Raw entries:
----

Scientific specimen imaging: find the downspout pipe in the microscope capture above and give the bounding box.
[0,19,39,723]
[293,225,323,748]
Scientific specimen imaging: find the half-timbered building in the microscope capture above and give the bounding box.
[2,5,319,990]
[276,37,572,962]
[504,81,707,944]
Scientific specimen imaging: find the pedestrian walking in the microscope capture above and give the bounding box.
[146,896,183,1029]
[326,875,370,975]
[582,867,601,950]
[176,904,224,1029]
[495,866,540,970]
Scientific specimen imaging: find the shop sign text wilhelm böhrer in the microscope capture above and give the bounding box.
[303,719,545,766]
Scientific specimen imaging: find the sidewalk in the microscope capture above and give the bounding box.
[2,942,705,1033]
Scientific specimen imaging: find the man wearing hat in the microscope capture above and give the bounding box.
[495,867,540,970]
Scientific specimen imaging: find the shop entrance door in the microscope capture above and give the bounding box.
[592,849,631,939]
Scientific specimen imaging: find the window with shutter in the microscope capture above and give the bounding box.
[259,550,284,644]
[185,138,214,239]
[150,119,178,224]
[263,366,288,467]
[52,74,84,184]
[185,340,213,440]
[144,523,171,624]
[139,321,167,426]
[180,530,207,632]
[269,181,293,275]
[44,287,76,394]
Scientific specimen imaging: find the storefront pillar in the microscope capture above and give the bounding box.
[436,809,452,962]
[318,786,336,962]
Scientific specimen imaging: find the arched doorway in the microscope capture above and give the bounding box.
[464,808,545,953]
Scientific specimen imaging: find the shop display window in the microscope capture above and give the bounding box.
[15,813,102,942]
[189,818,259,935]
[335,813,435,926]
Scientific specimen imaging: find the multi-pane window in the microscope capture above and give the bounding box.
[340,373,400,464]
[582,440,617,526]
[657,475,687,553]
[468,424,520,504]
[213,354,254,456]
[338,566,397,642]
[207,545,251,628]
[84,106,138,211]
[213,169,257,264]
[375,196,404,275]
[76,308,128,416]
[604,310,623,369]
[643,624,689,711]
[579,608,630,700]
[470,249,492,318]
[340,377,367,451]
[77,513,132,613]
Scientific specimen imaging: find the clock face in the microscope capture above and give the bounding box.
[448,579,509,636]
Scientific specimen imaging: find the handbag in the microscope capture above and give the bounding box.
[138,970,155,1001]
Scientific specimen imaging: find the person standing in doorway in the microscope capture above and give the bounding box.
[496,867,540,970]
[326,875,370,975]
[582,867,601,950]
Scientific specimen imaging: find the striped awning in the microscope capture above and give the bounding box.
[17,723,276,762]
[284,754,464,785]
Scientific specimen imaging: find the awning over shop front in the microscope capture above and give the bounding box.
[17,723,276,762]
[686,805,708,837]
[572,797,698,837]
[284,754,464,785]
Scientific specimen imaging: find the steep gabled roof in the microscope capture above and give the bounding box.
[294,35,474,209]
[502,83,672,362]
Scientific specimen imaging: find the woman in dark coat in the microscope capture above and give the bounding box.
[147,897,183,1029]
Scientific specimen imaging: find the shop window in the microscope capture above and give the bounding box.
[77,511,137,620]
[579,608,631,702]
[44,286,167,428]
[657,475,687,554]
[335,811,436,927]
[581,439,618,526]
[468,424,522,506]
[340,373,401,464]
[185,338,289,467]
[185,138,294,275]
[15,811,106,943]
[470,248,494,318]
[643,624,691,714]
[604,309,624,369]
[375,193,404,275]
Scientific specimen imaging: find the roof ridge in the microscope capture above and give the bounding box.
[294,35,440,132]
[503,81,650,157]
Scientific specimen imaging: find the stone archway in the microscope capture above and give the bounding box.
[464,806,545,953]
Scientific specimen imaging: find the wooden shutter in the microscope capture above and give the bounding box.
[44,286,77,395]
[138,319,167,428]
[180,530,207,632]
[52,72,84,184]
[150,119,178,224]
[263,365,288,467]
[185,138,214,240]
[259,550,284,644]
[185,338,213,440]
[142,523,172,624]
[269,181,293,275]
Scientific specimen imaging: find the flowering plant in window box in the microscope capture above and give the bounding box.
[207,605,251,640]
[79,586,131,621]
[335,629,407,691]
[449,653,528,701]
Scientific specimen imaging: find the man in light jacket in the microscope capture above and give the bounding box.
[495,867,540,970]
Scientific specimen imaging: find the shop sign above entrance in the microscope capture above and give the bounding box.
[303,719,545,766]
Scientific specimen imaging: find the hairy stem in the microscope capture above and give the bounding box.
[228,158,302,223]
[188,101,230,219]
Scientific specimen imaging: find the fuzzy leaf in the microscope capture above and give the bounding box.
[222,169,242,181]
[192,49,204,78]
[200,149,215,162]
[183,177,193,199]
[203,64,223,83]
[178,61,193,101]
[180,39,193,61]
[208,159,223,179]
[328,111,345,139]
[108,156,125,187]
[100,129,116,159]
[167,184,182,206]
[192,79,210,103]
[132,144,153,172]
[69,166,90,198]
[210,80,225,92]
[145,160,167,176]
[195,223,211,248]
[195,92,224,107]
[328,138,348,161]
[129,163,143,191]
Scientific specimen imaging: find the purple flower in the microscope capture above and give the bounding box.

----

▶ [WHAT THE TASK ASKS]: Could you reproduce all of the entries above, word for word and without any changes?

▶ [FINISHED TASK]:
Scientific specimen imaging: find the downspout pipe in the microscope capture above and give the bounding box.
[0,19,39,723]
[293,225,323,748]
Scientific specimen imaging: find the half-timbered building in the microscope capture above and give the bounding box.
[2,5,319,990]
[276,37,572,962]
[504,81,707,944]
Scientific specimen imaging: find the pedestrian walking in the microscope capture above and give the bounding box.
[146,896,183,1029]
[326,875,370,975]
[582,867,601,950]
[176,904,224,1029]
[495,866,540,970]
Scientific specimen imaging: find the shop sign text wilhelm böhrer in the microscope capture above and give the bounding box.
[303,719,545,766]
Scientific specimen imaging: find the sidewalk in the microscope capture above and give the bounding box.
[2,942,705,1033]
Scientific specimen imaging: find the man wearing hat in the microscope capture above and give the bounding box.
[495,867,540,970]
Scientific specimen imaging: find the shop entrance door in the microscope capture above and give the bounding box.
[592,849,631,939]
Scientific specimen imaging: find the window with shutter in the microscope capture above and give the bounding box.
[259,550,284,644]
[185,138,214,239]
[150,119,178,224]
[263,366,288,467]
[52,74,84,184]
[185,340,213,440]
[144,523,171,624]
[139,321,167,426]
[180,530,207,632]
[269,181,293,275]
[44,287,76,394]
Scientific specimen imaging: find the storefront pillar in the microscope capture above and give the bounding box.
[436,809,452,962]
[318,786,336,962]
Scientific specimen imaging: find the arched doorway in the microscope capture above and give the bounding box.
[464,808,545,953]
Scientific specimen imaging: find the shop display window in the microscope capture above and give the bounding box.
[15,813,102,942]
[189,818,259,935]
[335,813,435,926]
Scientific specimen imaging: find the multi-pane window in the microscope capture above and give the bounding box.
[340,373,400,464]
[582,440,617,526]
[657,475,687,553]
[468,424,520,504]
[213,354,254,456]
[338,566,397,642]
[207,545,251,628]
[84,106,138,211]
[213,169,257,264]
[375,196,404,275]
[76,308,128,416]
[604,310,623,369]
[643,624,689,711]
[579,608,630,700]
[470,249,492,318]
[340,377,367,451]
[77,513,132,613]
Scientific specimen imaging: find the clock face in the microscope capture above and give the bounding box.
[448,579,509,636]
Scientific specimen imaging: find the handbag in the microscope capture above and give the bounding box.
[138,970,155,1001]
Scientific specimen imaging: find the person standing in doorway in the microscope capture above and give the bounding box.
[496,867,540,970]
[326,875,370,975]
[582,867,601,950]
Scientific specimen imaging: find the striped awning in the microscope capture above and give the bounding box.
[17,723,276,762]
[284,754,464,785]
Scientific specimen imaging: find the awning over shop front in the microscope capture above and give the bounding box.
[17,723,276,762]
[686,805,708,837]
[572,797,698,837]
[284,754,464,785]
Scientific specimen imaging: find the steep gabled roof in the microscope capture above and give the bounding box.
[294,35,474,209]
[502,83,672,362]
Scientific specimen imaging: find the woman in dark coat in the microscope capture above and give the bounding box.
[147,897,183,1029]
Scientific specimen imaging: find the shop window in the microscope capture above and give the bounding box.
[77,511,137,620]
[579,608,631,702]
[44,286,167,428]
[657,475,687,554]
[335,811,436,927]
[581,439,618,526]
[468,424,522,506]
[340,373,401,464]
[185,338,289,467]
[185,138,294,275]
[15,811,106,943]
[470,248,494,318]
[643,624,691,714]
[604,309,624,369]
[375,193,404,275]
Scientific specimen imaging: find the roof ridge in the microscope capture above and give the bounding box.
[294,35,440,132]
[503,81,650,157]
Scientific specimen imaging: find the stone archway in the microscope capture above and give the bounding box.
[464,806,545,953]
Scientific specimen imaging: find the wooden shutter in the microscope capture above and give the bounding box.
[44,286,77,395]
[138,319,167,428]
[180,530,207,632]
[52,72,84,184]
[150,119,178,224]
[263,365,288,467]
[185,138,214,240]
[259,550,284,644]
[185,338,213,440]
[142,523,172,624]
[269,181,293,275]
Scientific specimen imaging: find the flowering plant in window box in the microscope capture above and give the bounding box.
[207,605,251,640]
[79,586,131,621]
[335,629,407,691]
[449,653,528,701]
Scientific specimen imaging: find the man in light jacket in the microscope capture above and give the bounding box.
[495,867,540,970]
Scientific specimen imaging: find the shop sign above entrance in the microscope capture above and give the bounding box.
[303,719,545,766]
Scientific specimen imaging: find the hairy stem in the microscope capture above and give the bounding box.
[228,158,302,223]
[188,101,230,219]
Scientific specimen imaging: find the fuzzy leaf in the microscope capture above and give the bounding box.
[222,169,242,181]
[192,49,204,78]
[200,149,215,162]
[183,177,193,199]
[203,64,223,83]
[178,61,193,101]
[180,39,193,61]
[208,159,223,179]
[328,111,345,139]
[108,156,125,187]
[100,129,116,159]
[167,184,182,206]
[192,79,210,103]
[132,144,153,172]
[69,166,90,198]
[210,80,225,92]
[145,160,167,176]
[195,223,211,248]
[195,92,224,107]
[328,138,348,161]
[129,163,143,191]
Scientific specimen imaging: find the purple flower in the microscope capture above and give the bounding box.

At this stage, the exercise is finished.